### Information given
====================

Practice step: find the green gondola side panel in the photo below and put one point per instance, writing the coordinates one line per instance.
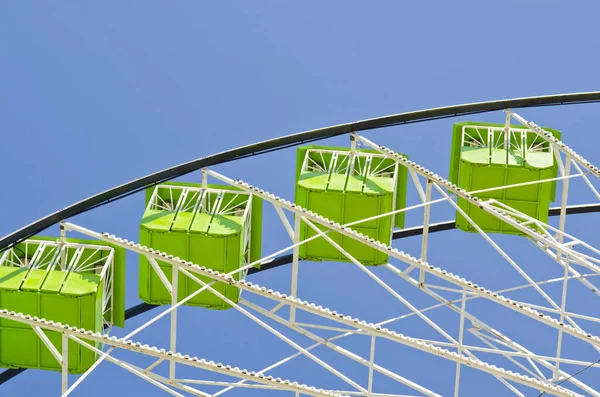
(216, 241)
(67, 297)
(115, 315)
(484, 157)
(349, 197)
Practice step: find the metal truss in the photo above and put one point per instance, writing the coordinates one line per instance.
(579, 261)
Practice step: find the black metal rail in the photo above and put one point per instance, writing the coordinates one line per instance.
(137, 185)
(134, 186)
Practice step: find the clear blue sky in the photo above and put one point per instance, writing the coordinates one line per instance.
(95, 94)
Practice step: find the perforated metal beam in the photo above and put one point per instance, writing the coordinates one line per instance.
(137, 185)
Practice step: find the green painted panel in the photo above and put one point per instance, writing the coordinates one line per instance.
(354, 182)
(347, 199)
(78, 303)
(214, 241)
(54, 280)
(346, 208)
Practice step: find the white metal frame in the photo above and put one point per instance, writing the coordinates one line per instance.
(578, 261)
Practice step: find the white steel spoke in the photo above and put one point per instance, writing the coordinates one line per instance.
(370, 329)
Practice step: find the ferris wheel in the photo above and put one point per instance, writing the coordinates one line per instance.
(525, 327)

====================

Quote the material in full and exactly; do not carry over its pictures.

Practice step: find the green gondola side panel in the photo below and put one point per instance, writing the coordinates one line per instance.
(216, 241)
(67, 297)
(115, 315)
(484, 157)
(349, 197)
Practice step: find the metal truss in the photo above and put one point per instance, writing the coordinates one line per instance.
(579, 261)
Practice step: find the black metal rail in the photo above and put one point per instance, writing the coordinates one line per instance.
(137, 185)
(134, 186)
Practice step: find the clear blue sky in the photo above and put one point per instance, writing the coordinates one line per instance.
(95, 94)
Practice step: find the perforated metal beam in the photo above and put one point per instance, writing the coordinates one line per instance.
(137, 185)
Practice step: find the green painted panel in the photo above and put one point per instance, writing the coordinates one line per instance.
(354, 182)
(347, 199)
(78, 303)
(214, 241)
(54, 280)
(346, 208)
Practice step: find the white metal frame in the photo above and put one point per instance, writing the coordinates one line per instance.
(578, 261)
Practice step: find the white steel spoke in the photo above and put one point per instance, writing the coordinates one line per instance.
(370, 329)
Practice step: find the ferris wheel in the photo above and put one point per instance, writing the coordinates one line per instance.
(525, 327)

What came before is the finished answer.